INSTRUÇÕES DE TRABALHO:
[1] No trecho selecionado sobre Além da Eternidade, quem interpreta o anjo Hap?
[2] Verifique se cada afirmação a seguir está de acordo com o trecho selecionado sobre Além da Eternidade. Responda sim ou não e cite entre aspas as palavras do texto que decidem: (a) o filme se passa em um cenário de guerra; (b) Dorinda é interpretada por Holly Hunter; (c) a visão dos perigos da profissão de piloto funciona ao longo de todo o filme.

TRECHO SELECIONADO:
:::

Escrito por Jerry Belson (baseado no roteiro a oito mãos de 1943), Além da Eternidade mantém a questão mística/espirital em cena, mas não em um cenário de guerra. Aqui, Richard Dreyfuss dá vida ao piloto Pete, que trabalha no combate de incêndios florestais. Sua fama é de grande irresponsabilidade, bravura e loucura enquanto está com seu avião em missão, o que o colocou em diversas enrascadas ao longo da carreira, fazendo com que a namorada Dorinda (Holly Hunter) lhe desse um ultimato sentimental. Mas as cosias não saem como planejadas e Pete acaba indo para o céu, onde conhece Hap (Audrey Hepburn, em sua última e rápida performance no cinema), um anjo que lhe dá a missão de inspirar um novato na área. Começa então uma jornada de aprendizado para todos os personagens centrais da trama, abrindo as portas para um embolado dramático que mais atrapalha do que ajuda o filme.

No momento em que dirigiu Além da Eternidade, Spielberg já tinha experiência em trabalhar tanto com cenários grandiosos, especialmente envolvendo aviões (1941 – Uma Guerra Muito LoucaImpério do Sol), quanto em criações mais sentimentais, flertando com o melodrama, como visto em A Cor Púrpura. Essa experiência pregressa fez com o que o diretor colocasse na tela, de modo bastante natural e fluído, o romance relativamente incomum entre Pete e Dorinda — levando em consideração que são personagens difíceis e com um relacionamento que funciona dentro da dinâmica passivo-agressiva — ao mesmo tempo que apresenta os perigos da profissão de piloto. Não existem subterfúgios, muito embora essa visão só funcione mesmo nos minutos iniciais e finais da obra, porque todo o restante é focado em aspectos como o romance e suas dificuldades, situação que parece uma montanha-russa dramática, não dando espaço para o bloco de “treinamento de piloto novato” funcionar e atrapalhando ou interrompendo abruptamente a ação de Pete como “espírito inspirador”. A proposta simpática e até emotiva que o roteiro traz, permanece e é capaz de emocionar alguns espectadores, mas a quantidade de desvios que esse mesmo texto apresenta compromete a história.

:::

TRECHOS DAS ENTRADAS:
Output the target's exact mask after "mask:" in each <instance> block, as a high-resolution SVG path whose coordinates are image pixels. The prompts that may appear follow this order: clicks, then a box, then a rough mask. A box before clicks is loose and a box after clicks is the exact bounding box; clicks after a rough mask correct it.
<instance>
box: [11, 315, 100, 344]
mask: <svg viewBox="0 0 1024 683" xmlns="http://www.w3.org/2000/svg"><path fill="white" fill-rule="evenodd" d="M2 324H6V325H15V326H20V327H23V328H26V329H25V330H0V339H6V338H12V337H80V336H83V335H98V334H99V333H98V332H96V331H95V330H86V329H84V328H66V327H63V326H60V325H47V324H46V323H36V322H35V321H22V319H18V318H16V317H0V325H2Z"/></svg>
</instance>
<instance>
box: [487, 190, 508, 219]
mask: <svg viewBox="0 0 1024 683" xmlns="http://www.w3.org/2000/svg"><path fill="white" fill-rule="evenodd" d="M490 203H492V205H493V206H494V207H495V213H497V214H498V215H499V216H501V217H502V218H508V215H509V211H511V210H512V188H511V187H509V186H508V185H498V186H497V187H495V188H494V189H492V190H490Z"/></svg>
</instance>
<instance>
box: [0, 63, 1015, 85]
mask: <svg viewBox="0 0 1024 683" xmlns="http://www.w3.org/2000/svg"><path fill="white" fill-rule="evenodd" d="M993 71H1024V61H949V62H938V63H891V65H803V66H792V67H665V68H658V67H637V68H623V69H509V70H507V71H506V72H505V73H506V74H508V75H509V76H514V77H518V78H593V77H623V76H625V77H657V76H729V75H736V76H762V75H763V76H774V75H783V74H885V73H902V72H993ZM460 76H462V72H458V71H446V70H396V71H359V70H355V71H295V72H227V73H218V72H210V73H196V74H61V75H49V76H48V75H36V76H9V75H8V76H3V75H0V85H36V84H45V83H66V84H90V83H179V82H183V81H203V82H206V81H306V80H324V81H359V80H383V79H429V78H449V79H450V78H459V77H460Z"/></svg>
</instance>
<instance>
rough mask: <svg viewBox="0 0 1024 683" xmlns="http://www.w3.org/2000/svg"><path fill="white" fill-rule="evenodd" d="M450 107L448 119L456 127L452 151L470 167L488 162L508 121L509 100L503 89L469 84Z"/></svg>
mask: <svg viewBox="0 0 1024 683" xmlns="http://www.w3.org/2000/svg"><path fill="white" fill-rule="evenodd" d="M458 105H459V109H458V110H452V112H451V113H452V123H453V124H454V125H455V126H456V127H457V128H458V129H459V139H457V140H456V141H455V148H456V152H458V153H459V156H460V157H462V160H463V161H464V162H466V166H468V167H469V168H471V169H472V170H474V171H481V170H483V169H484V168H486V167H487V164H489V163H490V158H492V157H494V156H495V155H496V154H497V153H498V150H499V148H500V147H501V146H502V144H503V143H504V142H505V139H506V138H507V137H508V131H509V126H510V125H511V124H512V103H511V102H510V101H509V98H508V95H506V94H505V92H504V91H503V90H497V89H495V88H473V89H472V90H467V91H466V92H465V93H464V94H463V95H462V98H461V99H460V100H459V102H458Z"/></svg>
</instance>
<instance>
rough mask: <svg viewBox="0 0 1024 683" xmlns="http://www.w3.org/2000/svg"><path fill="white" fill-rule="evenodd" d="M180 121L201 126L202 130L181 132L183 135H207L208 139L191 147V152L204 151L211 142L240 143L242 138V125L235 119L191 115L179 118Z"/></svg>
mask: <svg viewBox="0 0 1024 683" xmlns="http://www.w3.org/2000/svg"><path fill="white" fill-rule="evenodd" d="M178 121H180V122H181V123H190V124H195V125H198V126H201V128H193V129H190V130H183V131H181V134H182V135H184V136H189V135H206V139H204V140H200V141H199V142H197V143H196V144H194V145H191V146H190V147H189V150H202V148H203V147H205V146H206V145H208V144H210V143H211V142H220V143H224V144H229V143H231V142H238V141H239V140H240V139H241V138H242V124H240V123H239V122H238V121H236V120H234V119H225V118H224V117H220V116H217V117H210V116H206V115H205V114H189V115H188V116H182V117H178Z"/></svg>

:::

SOLUÇÕES POR TAREFA:
[1] Audrey Hepburn, em sua última e rápida performance no cinema.

[2]
(a) Não: "mas não em um cenário de guerra".
(b) Sim: "a namorada Dorinda (Holly Hunter)".
(c) Não: "essa visão só funcione mesmo nos minutos iniciais e finais da obra".